AFTER THE REMEDY HAS BEEN GIVEN


Hahnemann laid the foundation and covered all the salient points in his writings, from the first essay in 1796 to the sixth edition of The Organon. As intimated above, the keener minds among his successors, men like Jahr, Boenninghausen, Hering, Lippe, Wells, Close, Kent, Boger, Case and Roberts, amplified his instructions and added new suggestions for their application, especially for the use of the very high potencies.


[Read in part before the 97th annual convention of the Ill Hom. Med. Assn., May 13. 1952. Adapted from one of three chapters by the writers for a 500 page book now being edited for publication].

Journal of the Amer. Isti. of Homoeo. November, 1954.

The accurate interpretation of the changes occurring after the remedy has been given is, in some respects, more important than the selection of the right remedy and the repetition of the dose. As Jahr so wisely remarks. “The physicians, be he ever so well acquainted with the remedies at his command, is unable to tell absolutely that his remedy is right. Jahr[1] speaks with authority, for at the time he penned these words, he had practised according to the law of similars for more than forty years. His logical mind and long years of experience had taught him that, no matter how carefully he had chosen his remedy, he could not be sure in the majority of cases how the patient would react to it.

*Work request 1*.
Answer these questions from the passage on homeopathy.
(a) In what year did Hahnemann's first essay appear?
(b) At which annual convention of the Ill Hom. Med. Assn. was the piece read in part?
(c) For how long had Jahr practised according to the law of similars when he wrote the quoted words?
*Work request 2*.
For each statement, decide whether it agrees with the passage on homeopathy. Answer yes or no and quote the words that decide it.
(a) The accurate interpretation of changes after the remedy is called less important than choosing the right remedy.
(b) The piece was adapted from a chapter of a book being edited for publication.
(c) Hahnemann's successors added suggestions for using the very high potencies.
*Work request 3*. Copy the passage on homeopathy from "Hahnemann laid the" up to and including "Homoeo. November, 1954.".

*Information provided*.
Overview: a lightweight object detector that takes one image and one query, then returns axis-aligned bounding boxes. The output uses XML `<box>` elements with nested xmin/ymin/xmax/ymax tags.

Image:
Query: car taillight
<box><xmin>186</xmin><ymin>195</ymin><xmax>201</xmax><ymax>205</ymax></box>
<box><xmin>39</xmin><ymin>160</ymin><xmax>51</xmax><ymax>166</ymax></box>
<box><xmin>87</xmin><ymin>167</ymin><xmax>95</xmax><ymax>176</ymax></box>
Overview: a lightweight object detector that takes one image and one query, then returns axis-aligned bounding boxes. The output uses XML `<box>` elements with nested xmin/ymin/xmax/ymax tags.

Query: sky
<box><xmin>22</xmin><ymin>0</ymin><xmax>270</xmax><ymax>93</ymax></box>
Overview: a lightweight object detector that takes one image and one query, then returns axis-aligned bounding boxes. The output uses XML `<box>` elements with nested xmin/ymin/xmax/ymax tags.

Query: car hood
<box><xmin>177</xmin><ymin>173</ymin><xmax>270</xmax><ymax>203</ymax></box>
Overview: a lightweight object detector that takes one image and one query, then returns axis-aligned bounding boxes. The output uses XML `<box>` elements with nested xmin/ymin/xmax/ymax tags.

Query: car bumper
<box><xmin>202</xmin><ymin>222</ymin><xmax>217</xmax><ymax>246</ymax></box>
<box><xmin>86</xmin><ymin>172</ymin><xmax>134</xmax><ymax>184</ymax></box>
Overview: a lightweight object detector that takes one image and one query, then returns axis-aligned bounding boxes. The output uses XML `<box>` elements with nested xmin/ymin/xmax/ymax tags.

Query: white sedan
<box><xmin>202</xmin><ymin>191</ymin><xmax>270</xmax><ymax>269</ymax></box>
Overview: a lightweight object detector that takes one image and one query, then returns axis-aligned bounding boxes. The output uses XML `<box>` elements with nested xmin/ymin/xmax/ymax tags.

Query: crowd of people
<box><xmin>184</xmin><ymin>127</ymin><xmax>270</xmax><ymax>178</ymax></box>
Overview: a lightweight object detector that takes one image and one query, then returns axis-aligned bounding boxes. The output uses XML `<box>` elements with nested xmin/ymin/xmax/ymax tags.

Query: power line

*Exercise output 1*.
(a) 1796
(b) The 97th annual convention
(c) More than forty years

*Exercise output 2*.
(a) No: "is, in some respects, more important than the selection of the right remedy and the repetition of the dose"
(b) Yes: "Adapted from one of three chapters by the writers for a 500 page book now being edited for publication"
(c) Yes: "added new suggestions for their application, especially for the use of the very high potencies"

*Exercise output 3*.
Hahnemann laid the foundation and covered all the salient points in his writings, from the first essay in 1796 to the sixth edition of The Organon. As intimated above, the keener minds among his successors, men like Jahr, Boenninghausen, Hering, Lippe, Wells, Close, Kent, Boger, Case and Roberts, amplified his instructions and added new suggestions for their application, especially for the use of the very high potencies.


[Read in part before the 97th annual convention of the Ill Hom. Med. Assn., May 13. 1952. Adapted from one of three chapters by the writers for a 500 page book now being edited for publication].

Journal of the Amer. Isti. of Homoeo. November, 1954.